Retype the items from the line with "The client would like the head" up to and including the line with "[242,321,325,404]".
___ Dataset excerpts
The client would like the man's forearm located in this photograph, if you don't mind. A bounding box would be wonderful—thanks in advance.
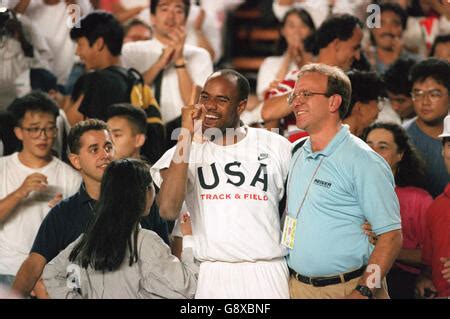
______
___ Dataset excerpts
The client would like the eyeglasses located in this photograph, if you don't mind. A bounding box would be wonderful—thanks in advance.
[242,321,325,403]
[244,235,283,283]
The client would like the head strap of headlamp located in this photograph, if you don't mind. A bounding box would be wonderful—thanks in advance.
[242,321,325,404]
______
▶ Written response
The client would like the head strap of headlamp located in this photograph, if you don't mind. A bounding box would be wonderful—thanks in advance.
[242,321,325,404]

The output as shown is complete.